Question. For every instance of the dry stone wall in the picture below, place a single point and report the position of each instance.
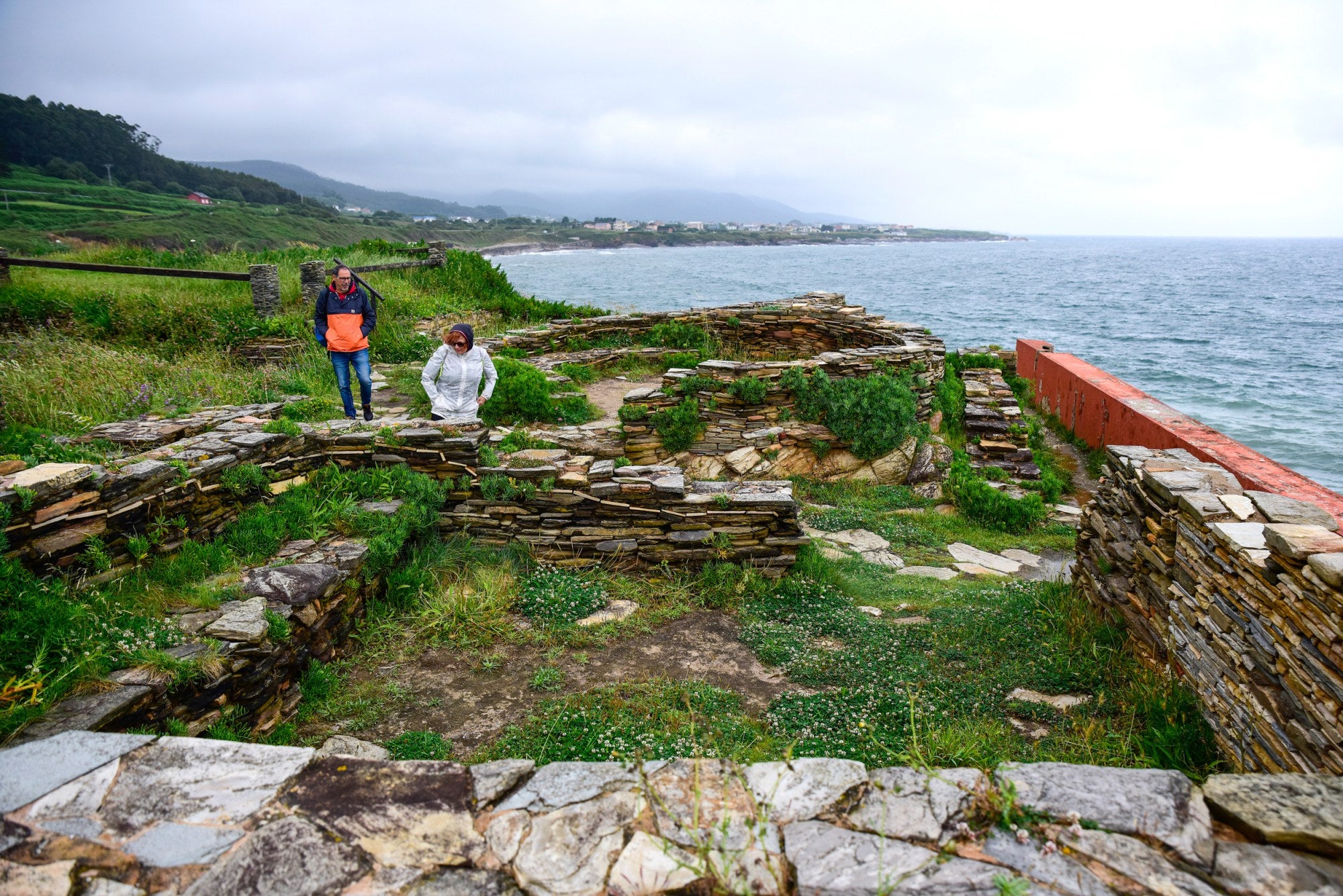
(56, 509)
(1242, 592)
(581, 511)
(245, 675)
(741, 432)
(994, 424)
(123, 815)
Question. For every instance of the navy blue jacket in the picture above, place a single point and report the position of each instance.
(335, 322)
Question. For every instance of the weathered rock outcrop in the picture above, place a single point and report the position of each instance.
(1232, 591)
(97, 813)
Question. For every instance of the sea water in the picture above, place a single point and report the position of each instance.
(1243, 334)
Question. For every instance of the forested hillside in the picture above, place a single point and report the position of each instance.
(75, 144)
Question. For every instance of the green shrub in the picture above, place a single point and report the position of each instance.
(749, 391)
(245, 479)
(680, 360)
(680, 426)
(319, 682)
(284, 427)
(498, 487)
(580, 373)
(695, 383)
(984, 505)
(874, 413)
(420, 745)
(522, 395)
(676, 334)
(520, 440)
(558, 597)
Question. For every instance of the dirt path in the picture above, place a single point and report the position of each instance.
(472, 707)
(609, 395)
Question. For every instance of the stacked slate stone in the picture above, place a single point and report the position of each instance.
(993, 416)
(151, 430)
(733, 424)
(252, 678)
(806, 325)
(1240, 591)
(111, 813)
(56, 509)
(264, 350)
(582, 511)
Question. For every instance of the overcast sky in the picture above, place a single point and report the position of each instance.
(1161, 118)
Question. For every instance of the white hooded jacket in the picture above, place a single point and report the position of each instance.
(453, 380)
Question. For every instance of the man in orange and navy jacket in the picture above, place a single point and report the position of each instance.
(343, 322)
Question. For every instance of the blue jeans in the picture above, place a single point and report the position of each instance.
(343, 361)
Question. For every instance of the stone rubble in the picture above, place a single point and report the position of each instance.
(136, 815)
(1246, 609)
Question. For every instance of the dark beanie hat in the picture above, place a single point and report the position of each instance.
(465, 329)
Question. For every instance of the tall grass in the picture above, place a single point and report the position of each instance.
(79, 349)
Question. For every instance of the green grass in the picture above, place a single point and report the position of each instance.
(58, 635)
(657, 719)
(162, 345)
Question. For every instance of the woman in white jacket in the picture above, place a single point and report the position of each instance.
(452, 379)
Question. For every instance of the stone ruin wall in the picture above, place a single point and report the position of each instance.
(54, 509)
(596, 514)
(253, 682)
(113, 815)
(806, 325)
(1242, 592)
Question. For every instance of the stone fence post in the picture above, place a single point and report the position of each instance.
(265, 282)
(312, 277)
(437, 252)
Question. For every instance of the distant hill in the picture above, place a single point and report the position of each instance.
(75, 144)
(332, 191)
(657, 204)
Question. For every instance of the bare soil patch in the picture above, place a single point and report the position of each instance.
(472, 707)
(609, 395)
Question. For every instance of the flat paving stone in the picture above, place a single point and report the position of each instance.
(804, 788)
(1152, 803)
(170, 844)
(969, 554)
(198, 781)
(562, 784)
(38, 768)
(1299, 811)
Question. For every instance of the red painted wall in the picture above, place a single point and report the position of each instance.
(1106, 411)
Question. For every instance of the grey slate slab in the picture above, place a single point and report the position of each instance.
(34, 769)
(171, 844)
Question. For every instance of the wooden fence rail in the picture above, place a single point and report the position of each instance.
(264, 278)
(126, 268)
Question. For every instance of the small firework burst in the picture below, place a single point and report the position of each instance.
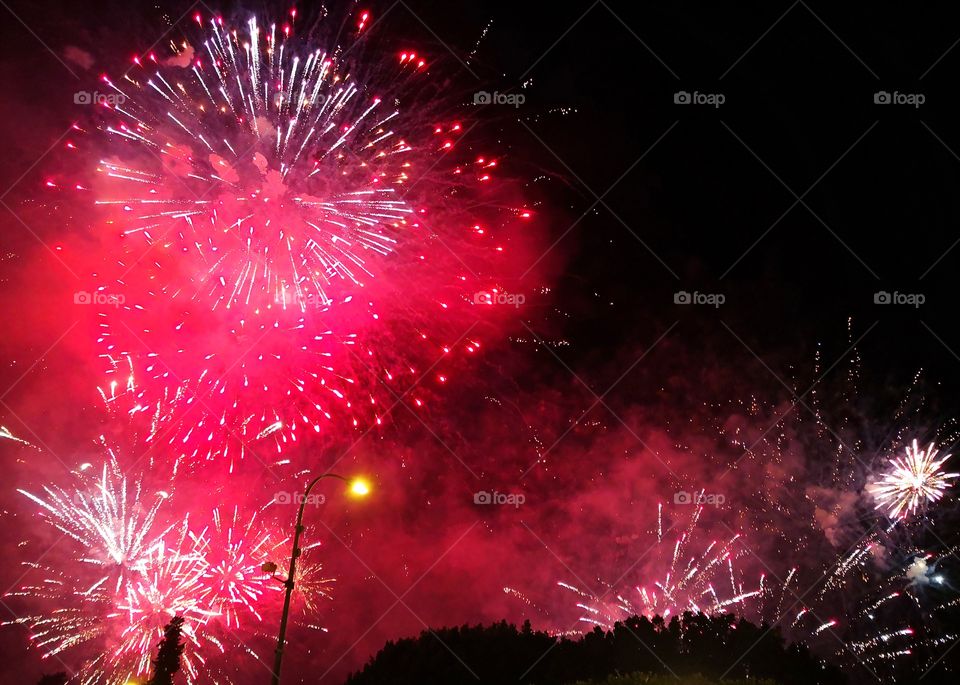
(913, 481)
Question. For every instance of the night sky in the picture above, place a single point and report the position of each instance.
(798, 203)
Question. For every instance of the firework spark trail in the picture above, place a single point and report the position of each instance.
(263, 253)
(914, 480)
(109, 519)
(273, 251)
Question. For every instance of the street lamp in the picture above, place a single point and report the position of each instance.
(356, 487)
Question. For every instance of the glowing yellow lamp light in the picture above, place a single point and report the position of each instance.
(359, 487)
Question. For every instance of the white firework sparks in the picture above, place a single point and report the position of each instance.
(913, 480)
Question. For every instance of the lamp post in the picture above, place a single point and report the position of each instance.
(358, 487)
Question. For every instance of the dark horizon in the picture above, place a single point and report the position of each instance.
(737, 278)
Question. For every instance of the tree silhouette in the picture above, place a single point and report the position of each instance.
(167, 662)
(696, 648)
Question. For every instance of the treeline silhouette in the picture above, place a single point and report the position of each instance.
(713, 647)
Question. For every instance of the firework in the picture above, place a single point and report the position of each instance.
(111, 520)
(283, 222)
(913, 481)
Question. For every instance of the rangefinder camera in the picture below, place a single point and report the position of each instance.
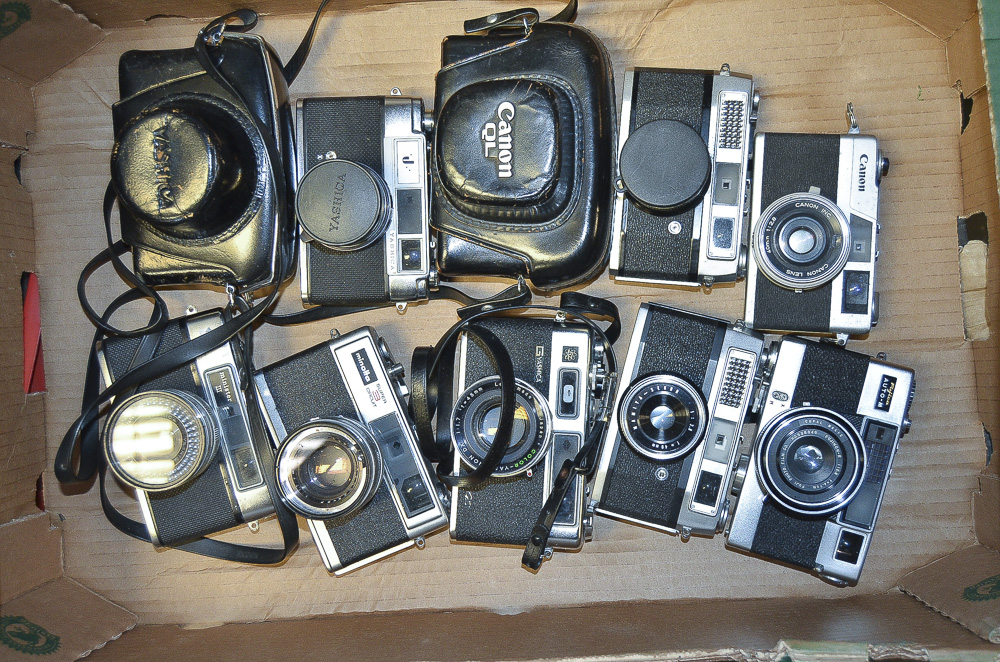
(362, 201)
(668, 457)
(680, 205)
(184, 439)
(347, 457)
(811, 487)
(558, 367)
(814, 233)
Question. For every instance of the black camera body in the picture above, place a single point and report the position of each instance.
(554, 364)
(348, 459)
(362, 202)
(811, 489)
(230, 489)
(814, 234)
(523, 132)
(683, 177)
(195, 177)
(669, 455)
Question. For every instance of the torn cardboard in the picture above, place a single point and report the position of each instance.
(60, 621)
(32, 555)
(25, 24)
(964, 586)
(809, 62)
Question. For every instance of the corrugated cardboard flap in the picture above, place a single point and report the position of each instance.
(964, 586)
(27, 23)
(61, 620)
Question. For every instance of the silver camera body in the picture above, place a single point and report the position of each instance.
(362, 201)
(668, 458)
(187, 512)
(354, 377)
(814, 234)
(554, 364)
(811, 488)
(684, 148)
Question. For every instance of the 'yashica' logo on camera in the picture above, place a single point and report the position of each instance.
(364, 366)
(498, 141)
(885, 391)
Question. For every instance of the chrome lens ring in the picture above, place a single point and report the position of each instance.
(476, 416)
(328, 468)
(802, 241)
(662, 416)
(160, 440)
(810, 460)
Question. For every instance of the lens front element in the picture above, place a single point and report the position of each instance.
(662, 416)
(802, 241)
(811, 460)
(329, 468)
(159, 440)
(477, 415)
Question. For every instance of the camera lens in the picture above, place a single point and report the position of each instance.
(343, 205)
(811, 460)
(477, 415)
(662, 416)
(329, 468)
(159, 440)
(802, 241)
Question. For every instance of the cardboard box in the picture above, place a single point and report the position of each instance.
(915, 71)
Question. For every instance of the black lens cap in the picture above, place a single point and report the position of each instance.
(343, 205)
(665, 165)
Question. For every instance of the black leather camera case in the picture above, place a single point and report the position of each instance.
(194, 180)
(522, 156)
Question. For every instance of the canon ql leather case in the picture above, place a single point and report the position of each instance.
(523, 151)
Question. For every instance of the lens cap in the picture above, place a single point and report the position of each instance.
(665, 165)
(343, 205)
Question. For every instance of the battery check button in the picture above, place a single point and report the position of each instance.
(569, 384)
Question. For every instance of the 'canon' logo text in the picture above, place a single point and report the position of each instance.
(498, 142)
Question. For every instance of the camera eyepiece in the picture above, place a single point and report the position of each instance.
(328, 468)
(160, 440)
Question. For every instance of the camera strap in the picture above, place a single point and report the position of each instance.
(432, 395)
(90, 446)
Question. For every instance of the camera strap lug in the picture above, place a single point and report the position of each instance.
(526, 17)
(852, 121)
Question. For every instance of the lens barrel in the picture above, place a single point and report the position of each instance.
(476, 416)
(811, 460)
(802, 241)
(160, 440)
(662, 416)
(329, 468)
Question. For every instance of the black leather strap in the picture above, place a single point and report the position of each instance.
(431, 396)
(517, 294)
(518, 18)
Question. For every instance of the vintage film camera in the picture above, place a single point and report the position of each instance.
(362, 201)
(668, 456)
(198, 169)
(683, 178)
(184, 440)
(814, 233)
(811, 488)
(348, 459)
(558, 370)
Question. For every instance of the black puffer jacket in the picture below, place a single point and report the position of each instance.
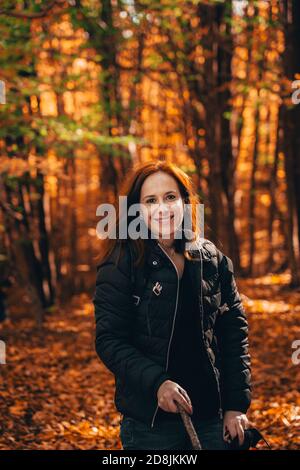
(133, 341)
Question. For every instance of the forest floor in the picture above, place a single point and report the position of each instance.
(56, 394)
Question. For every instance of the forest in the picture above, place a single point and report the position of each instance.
(88, 88)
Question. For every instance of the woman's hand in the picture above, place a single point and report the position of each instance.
(170, 391)
(234, 424)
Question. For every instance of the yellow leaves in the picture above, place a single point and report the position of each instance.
(18, 409)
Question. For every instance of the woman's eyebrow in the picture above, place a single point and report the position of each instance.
(154, 195)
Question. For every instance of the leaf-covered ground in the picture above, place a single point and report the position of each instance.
(56, 394)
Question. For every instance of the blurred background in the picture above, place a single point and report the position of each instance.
(90, 87)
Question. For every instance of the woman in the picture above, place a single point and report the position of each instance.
(170, 324)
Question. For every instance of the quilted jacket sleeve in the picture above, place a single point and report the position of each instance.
(114, 316)
(232, 337)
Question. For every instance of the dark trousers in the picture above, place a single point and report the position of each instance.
(136, 435)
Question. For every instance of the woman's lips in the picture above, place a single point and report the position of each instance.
(164, 219)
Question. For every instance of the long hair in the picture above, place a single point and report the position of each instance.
(131, 188)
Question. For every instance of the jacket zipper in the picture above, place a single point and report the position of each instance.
(167, 363)
(209, 358)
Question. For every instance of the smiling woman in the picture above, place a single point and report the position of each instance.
(185, 327)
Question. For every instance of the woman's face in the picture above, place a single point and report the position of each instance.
(162, 204)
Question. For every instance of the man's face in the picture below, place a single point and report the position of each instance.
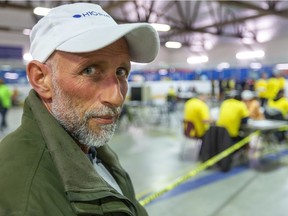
========================
**Task description**
Pick out each line of the items that contains the word "logo", matching case exactly.

**Reply to the task**
Question. For every instance of the 'yashica' logo on camera in the picture above, place a single point and report the position of each instance.
Question. For every instance of the 'canon' logo text in the picture above, place a single point and report the position of each instance.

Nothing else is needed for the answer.